REQUIRED TASK:
Arrange the lines below as a JSON list of strings, one string per line and blank lines left out. Begin at the very first line and stop after the line that has "74], [113, 74]]", including it.

Lines listed in a dataset:
......

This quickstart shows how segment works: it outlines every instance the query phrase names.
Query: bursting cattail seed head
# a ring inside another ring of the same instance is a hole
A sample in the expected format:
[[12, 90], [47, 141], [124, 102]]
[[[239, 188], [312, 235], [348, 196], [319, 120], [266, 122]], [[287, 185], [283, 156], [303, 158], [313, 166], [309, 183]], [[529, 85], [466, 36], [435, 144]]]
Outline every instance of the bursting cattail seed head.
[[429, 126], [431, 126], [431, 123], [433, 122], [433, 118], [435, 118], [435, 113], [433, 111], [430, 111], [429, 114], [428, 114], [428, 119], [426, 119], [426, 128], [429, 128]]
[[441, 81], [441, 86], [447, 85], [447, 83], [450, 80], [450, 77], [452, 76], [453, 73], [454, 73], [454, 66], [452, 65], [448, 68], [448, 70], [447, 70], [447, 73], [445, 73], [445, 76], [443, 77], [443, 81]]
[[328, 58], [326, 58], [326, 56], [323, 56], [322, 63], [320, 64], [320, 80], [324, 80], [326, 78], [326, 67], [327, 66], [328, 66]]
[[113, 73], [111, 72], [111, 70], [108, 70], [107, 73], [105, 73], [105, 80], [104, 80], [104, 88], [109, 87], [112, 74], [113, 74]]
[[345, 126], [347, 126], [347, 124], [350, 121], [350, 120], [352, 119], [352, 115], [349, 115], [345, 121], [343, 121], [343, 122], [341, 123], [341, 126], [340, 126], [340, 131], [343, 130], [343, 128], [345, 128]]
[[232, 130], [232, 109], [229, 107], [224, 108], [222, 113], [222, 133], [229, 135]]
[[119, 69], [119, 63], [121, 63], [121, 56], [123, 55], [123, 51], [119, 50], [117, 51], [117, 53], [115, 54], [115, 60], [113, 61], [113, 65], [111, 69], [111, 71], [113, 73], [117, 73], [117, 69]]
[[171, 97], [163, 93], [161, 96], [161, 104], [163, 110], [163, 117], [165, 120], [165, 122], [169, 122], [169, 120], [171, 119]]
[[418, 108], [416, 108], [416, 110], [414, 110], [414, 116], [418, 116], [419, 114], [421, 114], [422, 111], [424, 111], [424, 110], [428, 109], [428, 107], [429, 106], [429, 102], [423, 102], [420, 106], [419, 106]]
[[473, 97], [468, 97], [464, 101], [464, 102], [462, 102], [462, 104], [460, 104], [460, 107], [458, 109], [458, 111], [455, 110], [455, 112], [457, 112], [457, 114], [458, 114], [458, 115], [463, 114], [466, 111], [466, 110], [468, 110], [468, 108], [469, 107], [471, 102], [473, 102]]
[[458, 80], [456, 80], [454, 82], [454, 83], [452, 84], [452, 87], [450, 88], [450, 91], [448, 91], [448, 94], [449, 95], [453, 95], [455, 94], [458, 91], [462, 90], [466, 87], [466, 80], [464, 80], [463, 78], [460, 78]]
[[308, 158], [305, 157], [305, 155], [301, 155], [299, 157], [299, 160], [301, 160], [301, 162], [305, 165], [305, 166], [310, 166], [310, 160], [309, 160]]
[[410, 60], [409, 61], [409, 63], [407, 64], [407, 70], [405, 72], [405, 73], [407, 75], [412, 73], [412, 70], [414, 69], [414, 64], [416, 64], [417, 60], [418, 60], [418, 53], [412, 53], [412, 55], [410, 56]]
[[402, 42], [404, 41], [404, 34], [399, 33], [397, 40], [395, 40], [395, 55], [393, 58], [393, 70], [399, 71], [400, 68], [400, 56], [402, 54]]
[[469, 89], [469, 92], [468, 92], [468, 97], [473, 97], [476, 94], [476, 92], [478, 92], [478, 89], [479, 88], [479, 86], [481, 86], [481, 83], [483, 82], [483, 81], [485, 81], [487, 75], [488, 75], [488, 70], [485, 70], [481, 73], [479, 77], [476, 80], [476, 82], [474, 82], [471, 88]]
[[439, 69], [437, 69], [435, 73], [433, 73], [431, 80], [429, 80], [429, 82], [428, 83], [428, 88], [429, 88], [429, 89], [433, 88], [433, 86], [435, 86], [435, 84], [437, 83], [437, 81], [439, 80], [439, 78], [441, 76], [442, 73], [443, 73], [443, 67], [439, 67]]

......

RESULT:
[
  "This quickstart shows how segment works: it outlines every instance the query phrase names.",
  "Query: bursting cattail seed head",
  "# a ring inside another ring of the same instance is a hole",
  "A sample in the expected format:",
  "[[12, 90], [47, 141], [124, 102]]",
  "[[[239, 188], [312, 235], [348, 196], [319, 120], [266, 122]], [[287, 185], [283, 156], [303, 158], [313, 166], [309, 183]], [[529, 85], [466, 36], [435, 144]]]",
  "Outline every instance of the bursting cattail seed head.",
  "[[429, 126], [431, 126], [431, 123], [433, 122], [433, 118], [435, 118], [435, 113], [433, 111], [430, 111], [429, 114], [428, 114], [428, 119], [426, 119], [426, 128], [429, 128]]",
  "[[441, 81], [441, 86], [447, 85], [447, 83], [450, 80], [450, 77], [452, 76], [453, 73], [454, 73], [454, 66], [452, 65], [448, 68], [448, 70], [447, 70], [447, 73], [445, 73], [445, 76], [443, 77], [443, 81]]",
  "[[328, 58], [326, 58], [326, 56], [323, 56], [322, 63], [320, 64], [320, 80], [324, 80], [326, 78], [326, 67], [327, 66], [328, 66]]",
  "[[113, 73], [111, 72], [111, 70], [108, 70], [107, 73], [105, 73], [105, 80], [104, 80], [104, 88], [109, 87], [112, 74], [113, 74]]"
]